RECORDS SHOWN —
::::::

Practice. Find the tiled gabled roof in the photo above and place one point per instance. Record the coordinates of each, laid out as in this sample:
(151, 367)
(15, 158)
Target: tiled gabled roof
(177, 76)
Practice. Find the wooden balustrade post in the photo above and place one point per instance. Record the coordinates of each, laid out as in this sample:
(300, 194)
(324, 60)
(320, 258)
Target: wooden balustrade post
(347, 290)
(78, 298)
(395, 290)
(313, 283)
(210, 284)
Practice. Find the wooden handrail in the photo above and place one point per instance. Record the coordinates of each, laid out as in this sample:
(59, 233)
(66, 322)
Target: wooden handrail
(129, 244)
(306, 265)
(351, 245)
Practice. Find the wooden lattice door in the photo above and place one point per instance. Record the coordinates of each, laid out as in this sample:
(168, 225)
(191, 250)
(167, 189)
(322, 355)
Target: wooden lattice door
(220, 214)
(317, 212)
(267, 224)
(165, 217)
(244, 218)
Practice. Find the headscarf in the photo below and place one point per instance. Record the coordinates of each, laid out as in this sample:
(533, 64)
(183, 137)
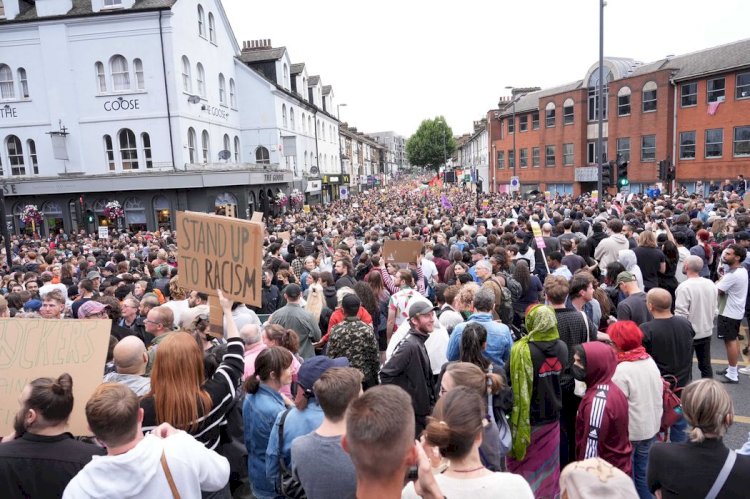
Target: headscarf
(541, 322)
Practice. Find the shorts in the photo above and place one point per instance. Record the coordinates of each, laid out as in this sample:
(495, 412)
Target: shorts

::::::

WHAT TO DO —
Wherever the word "shorts" appears in the listing, copy the line that holds it.

WRITTEN RESPONSE —
Practice. Find the shorts in the photo above and place one point per instance. Record the coordinates of each, laid out as in this sample:
Target: shorts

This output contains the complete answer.